Return every line of the records that includes the string "attribute".

[Provided entries — start]

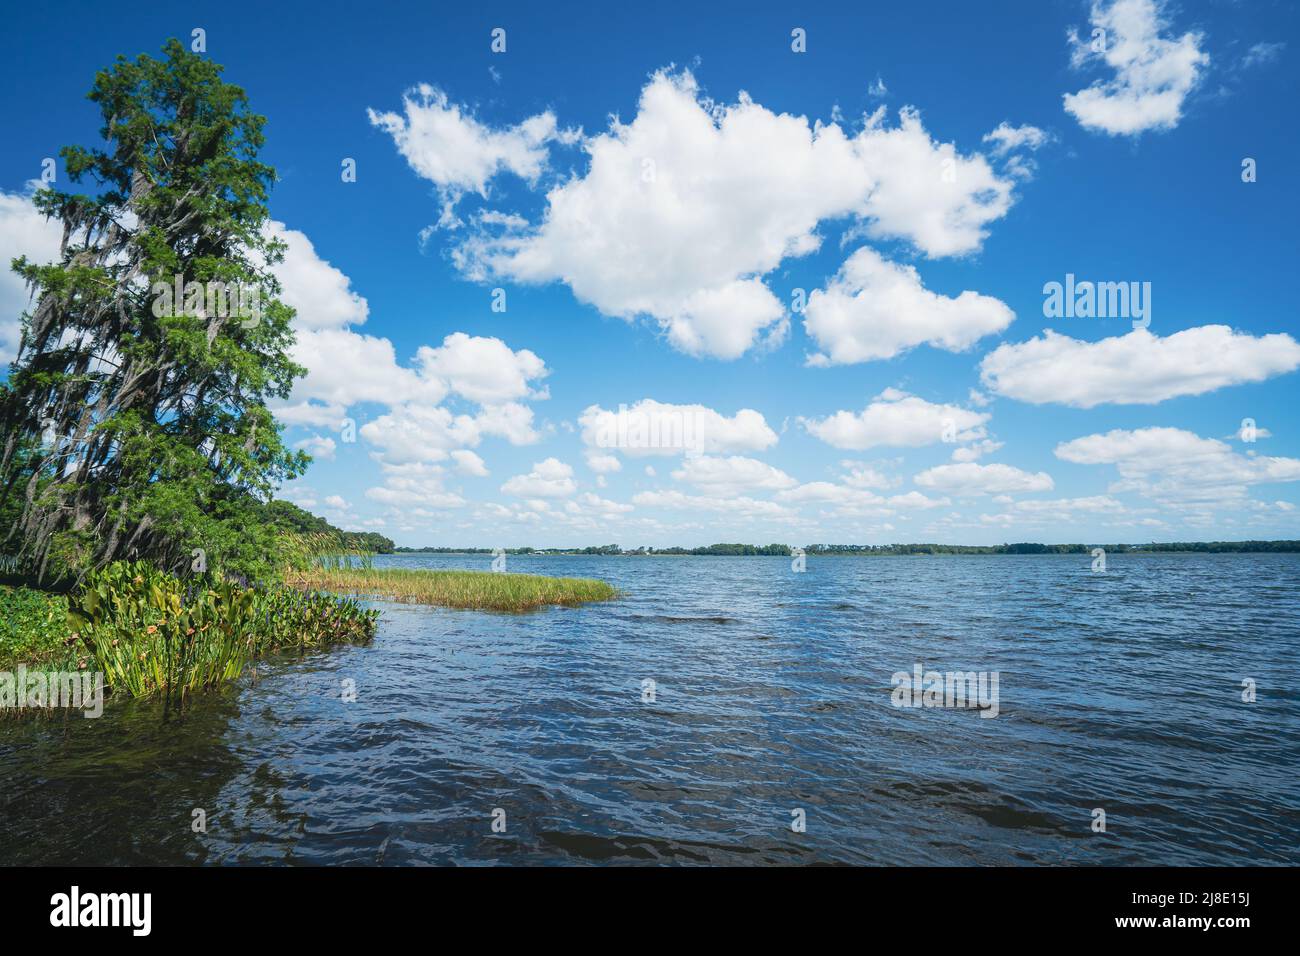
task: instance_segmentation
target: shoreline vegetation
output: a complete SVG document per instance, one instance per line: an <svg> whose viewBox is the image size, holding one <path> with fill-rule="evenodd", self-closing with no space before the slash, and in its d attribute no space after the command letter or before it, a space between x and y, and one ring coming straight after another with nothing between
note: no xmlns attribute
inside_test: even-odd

[Provided entries — finish]

* Task response *
output: a complete SVG document per instance, one instance per line: an <svg> whose viewBox is the image size, holding one <path> with fill-rule="evenodd", self-closing with no space before the slash, and in its d attribute no space after the command letter or before it, a space between x and y, and one ring coming straight after another with nothing between
note: no xmlns attribute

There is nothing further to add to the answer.